--- begin LISTED RECORDS ---

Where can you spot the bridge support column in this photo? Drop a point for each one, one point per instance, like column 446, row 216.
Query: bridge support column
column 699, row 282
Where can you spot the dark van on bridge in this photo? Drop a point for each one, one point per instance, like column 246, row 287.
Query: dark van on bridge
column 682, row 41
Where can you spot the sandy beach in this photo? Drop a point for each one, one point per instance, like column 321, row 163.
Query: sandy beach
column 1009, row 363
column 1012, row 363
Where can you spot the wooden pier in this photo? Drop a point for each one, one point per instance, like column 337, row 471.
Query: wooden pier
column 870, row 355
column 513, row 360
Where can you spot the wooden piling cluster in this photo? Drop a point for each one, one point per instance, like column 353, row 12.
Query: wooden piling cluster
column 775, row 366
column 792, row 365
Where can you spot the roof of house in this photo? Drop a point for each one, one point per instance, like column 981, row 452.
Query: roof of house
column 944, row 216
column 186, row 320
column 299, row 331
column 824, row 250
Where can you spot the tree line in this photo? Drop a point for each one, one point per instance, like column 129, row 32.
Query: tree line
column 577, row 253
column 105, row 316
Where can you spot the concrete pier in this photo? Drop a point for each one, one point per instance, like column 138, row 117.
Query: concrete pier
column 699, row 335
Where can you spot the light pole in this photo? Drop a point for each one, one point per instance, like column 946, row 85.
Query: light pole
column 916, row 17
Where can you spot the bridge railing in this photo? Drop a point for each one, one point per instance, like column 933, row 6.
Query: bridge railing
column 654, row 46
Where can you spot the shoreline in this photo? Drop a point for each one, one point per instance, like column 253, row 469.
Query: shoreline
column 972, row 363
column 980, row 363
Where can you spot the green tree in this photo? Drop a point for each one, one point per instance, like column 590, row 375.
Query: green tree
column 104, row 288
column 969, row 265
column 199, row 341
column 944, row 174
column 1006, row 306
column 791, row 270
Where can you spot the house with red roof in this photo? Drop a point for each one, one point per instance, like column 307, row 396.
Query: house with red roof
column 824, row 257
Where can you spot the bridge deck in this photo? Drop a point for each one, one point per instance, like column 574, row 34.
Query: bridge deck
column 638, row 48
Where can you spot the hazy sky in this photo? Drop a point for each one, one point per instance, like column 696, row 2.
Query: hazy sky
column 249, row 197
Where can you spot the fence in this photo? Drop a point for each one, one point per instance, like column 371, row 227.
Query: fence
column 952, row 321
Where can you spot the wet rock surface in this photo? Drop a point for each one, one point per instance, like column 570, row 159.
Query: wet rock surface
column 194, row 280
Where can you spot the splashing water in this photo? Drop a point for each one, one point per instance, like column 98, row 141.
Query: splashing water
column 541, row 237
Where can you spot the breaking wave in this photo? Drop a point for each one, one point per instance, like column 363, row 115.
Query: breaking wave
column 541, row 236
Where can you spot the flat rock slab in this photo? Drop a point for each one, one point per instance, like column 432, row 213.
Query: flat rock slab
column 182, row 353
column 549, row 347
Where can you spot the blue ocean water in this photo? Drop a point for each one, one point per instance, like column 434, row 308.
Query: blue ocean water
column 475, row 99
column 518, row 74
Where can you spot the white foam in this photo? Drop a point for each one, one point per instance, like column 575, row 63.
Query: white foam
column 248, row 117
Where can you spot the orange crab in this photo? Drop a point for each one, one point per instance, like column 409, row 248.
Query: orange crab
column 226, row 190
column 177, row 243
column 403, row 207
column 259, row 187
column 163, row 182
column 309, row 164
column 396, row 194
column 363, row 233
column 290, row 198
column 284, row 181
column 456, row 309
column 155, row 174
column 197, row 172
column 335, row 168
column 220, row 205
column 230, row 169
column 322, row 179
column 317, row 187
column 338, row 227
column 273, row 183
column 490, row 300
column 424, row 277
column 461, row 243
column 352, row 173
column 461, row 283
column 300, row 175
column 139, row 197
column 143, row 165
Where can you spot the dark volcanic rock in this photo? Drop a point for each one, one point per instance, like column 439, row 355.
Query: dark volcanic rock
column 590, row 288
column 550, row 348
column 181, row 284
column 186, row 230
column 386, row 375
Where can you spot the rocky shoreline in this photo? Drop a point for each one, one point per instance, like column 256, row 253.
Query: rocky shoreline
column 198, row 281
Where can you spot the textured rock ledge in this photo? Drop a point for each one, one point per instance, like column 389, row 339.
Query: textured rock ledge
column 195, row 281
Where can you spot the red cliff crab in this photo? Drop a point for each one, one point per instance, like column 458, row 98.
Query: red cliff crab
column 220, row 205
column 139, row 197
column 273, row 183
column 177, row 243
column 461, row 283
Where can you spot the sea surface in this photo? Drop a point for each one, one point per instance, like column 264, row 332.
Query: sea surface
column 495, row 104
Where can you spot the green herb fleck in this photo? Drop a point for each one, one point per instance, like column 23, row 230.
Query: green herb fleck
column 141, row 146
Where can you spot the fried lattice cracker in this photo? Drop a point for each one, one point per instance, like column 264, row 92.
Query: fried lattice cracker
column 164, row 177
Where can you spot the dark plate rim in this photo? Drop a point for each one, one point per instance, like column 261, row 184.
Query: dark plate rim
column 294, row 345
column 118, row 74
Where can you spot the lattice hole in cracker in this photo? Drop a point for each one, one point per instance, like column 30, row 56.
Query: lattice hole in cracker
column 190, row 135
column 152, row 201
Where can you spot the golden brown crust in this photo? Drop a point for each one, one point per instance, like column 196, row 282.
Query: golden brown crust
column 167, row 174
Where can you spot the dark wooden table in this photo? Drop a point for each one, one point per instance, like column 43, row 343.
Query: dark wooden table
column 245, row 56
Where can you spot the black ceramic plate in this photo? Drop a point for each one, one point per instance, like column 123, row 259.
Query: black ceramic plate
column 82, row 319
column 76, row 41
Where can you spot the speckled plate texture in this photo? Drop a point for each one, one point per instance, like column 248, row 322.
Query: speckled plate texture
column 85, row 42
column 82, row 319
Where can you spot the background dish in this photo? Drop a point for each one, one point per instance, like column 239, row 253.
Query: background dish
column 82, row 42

--- end LISTED RECORDS ---

REQUIRED TASK>
Reproduce the full listing word for word.

REPLY TO THE TASK>
Where can you spot the bridge support column in this photo? Drop a point for each one, one point per instance, like column 446, row 216.
Query: bridge support column
column 699, row 282
Where can you spot the dark van on bridge in this photo? Drop a point for each one, one point per instance, like column 246, row 287.
Query: dark van on bridge
column 682, row 41
Where can you spot the sandy beach in this photo? Drop a point for each one, one point per instance, like column 321, row 163.
Query: sandy beach
column 1009, row 363
column 1012, row 363
Where can you spot the wooden pier in this photo? Drop a point for each one, one point per instance, like column 337, row 471.
Query: wooden pier
column 870, row 355
column 513, row 360
Where can you spot the wooden piling cluster in this photo? Drop a point for each one, one point per instance, like column 353, row 12.
Query: wooden piling cluster
column 775, row 366
column 792, row 365
Where can you spot the roof of house in this photo? Drop a point for each one, one point per instance, like column 981, row 452.
Query: roof of house
column 944, row 216
column 186, row 320
column 299, row 331
column 824, row 250
Where can you spot the tree line in this photo? Drop a point for each one, one point per instance, like column 129, row 32.
Query: tree line
column 577, row 253
column 105, row 316
Where can you spot the concrete pier in this photo? Drop a point for each one, one point per instance, like column 138, row 117.
Query: concrete pier
column 699, row 335
Where can you spot the light pole in this photo? Drop a point for each one, one point per instance, like column 946, row 85.
Query: light pole
column 916, row 17
Where can you spot the bridge railing in this photo? Drop a point for each one, one point per instance, like column 933, row 6.
Query: bridge railing
column 654, row 46
Where can you spot the shoreline in this photo? Drop a point for each one, one point per instance, like column 253, row 469.
Query: shoreline
column 972, row 363
column 980, row 363
Where can you spot the green tree in this photo? Drop a point for each one, one point per instance, like column 590, row 375.
Query: green tree
column 104, row 288
column 969, row 265
column 199, row 341
column 944, row 174
column 1006, row 306
column 791, row 270
Where can you spot the house with red roof in this photo? Drop a point for each one, one point per instance, like column 307, row 396.
Query: house with red roof
column 824, row 257
Where can you spot the bridge deck in this photo? Drop a point for each one, one point per instance, like column 574, row 34.
Query: bridge deck
column 638, row 48
Where can you spot the hazy sky in this photo? Drop a point for each one, one point per instance, like column 696, row 2.
Query: hazy sky
column 249, row 197
Where can you spot the fence in this photo? Drop a point for each one, one point per instance, like column 371, row 227.
Query: fence
column 952, row 321
Where can you spot the wet rock surface in this photo? Drop a point for each one, one point per instance, like column 570, row 159.
Query: wet rock surface
column 194, row 280
Where can you spot the splashing water in this photo? Drop a point for each one, one point per instance, like column 98, row 141.
Query: splashing water
column 541, row 237
Where can you spot the breaking wave in this photo? Drop a point for each one, one point per instance, like column 363, row 115.
Query: breaking wave
column 541, row 236
Where can you spot the flat rock slab in this photo? Drop a point for each one, one point per instance, like column 432, row 213.
Query: flat rock slab
column 182, row 353
column 549, row 347
Where can you spot the blue ocean water in this photo? Drop a point for each one, one point per instance, like column 434, row 308.
Query: blue ocean water
column 475, row 99
column 518, row 74
Where can you spot the white foam in this photo? Drop a point for each one, one point per instance, like column 575, row 63.
Query: white foam
column 248, row 117
Where can you spot the orange crab in this photo? Drop a point for each one, one point per instance, like column 409, row 248.
Query: orange crab
column 226, row 190
column 177, row 243
column 403, row 207
column 259, row 187
column 163, row 182
column 309, row 164
column 396, row 194
column 363, row 233
column 290, row 198
column 284, row 181
column 456, row 309
column 155, row 174
column 197, row 172
column 335, row 168
column 220, row 205
column 230, row 169
column 322, row 179
column 317, row 187
column 338, row 227
column 273, row 183
column 490, row 300
column 424, row 277
column 461, row 243
column 352, row 173
column 461, row 283
column 300, row 175
column 139, row 197
column 143, row 165
Where can you spot the dark volcanic rock in this photo? Drop a point for each one, one point per instance, like column 439, row 355.
Query: dark volcanic rock
column 590, row 288
column 550, row 348
column 181, row 284
column 186, row 230
column 386, row 375
Where can you spot the rocky shoreline in this photo? Drop a point for each one, one point per instance, like column 256, row 253.
Query: rocky shoreline
column 198, row 281
Where can you spot the textured rock ledge in this photo? Drop a point for each one, one point per instance, like column 389, row 339.
Query: textured rock ledge
column 195, row 281
Where can you spot the red cliff crab in this photo? Drop a point for each one, one point per instance, like column 458, row 98.
Query: red cliff crab
column 220, row 205
column 139, row 197
column 273, row 183
column 177, row 243
column 461, row 283
Where can you spot the sea surface in this photo? Drop a point for each one, one point per instance, like column 264, row 332.
Query: sea surface
column 495, row 104
Where can you spot the green herb fleck in this photo? Drop a point for each one, one point per instance, like column 23, row 230.
Query: green herb fleck
column 141, row 146
Where can you spot the fried lattice cracker in this photo? Drop a point for each one, one point per instance, like column 264, row 92.
Query: fried lattice cracker
column 164, row 177
Where can you spot the dark plate rim in this photo? Drop a point for each one, one point per instance, like column 261, row 184.
Query: dark plate rim
column 294, row 345
column 118, row 74
Where can you spot the lattice hole in cracker in this photo? Drop a point for each one, one point per instance, like column 30, row 56.
Query: lattice hole in cracker
column 190, row 135
column 152, row 201
Where can you spot the golden brown crust in this photo? Drop a point for each one, one point per instance, like column 196, row 282.
Query: golden brown crust
column 167, row 174
Where can you spot the dark wooden table in this photo? Drop a point for each one, one point per instance, like column 43, row 343.
Query: dark wooden table
column 245, row 56
Where can you spot the black ceramic plate in this photo? Drop a point for each one, one point per instance, like column 123, row 259.
Query: black ceramic plate
column 82, row 319
column 76, row 41
Where can you spot the speckled plate texture in this photo? Drop a point for each one, one point per instance, like column 248, row 322.
Query: speckled plate texture
column 85, row 42
column 82, row 319
Where can you spot the background dish in this photo? Drop a point for each one, one point per instance, like column 239, row 253.
Query: background dish
column 82, row 42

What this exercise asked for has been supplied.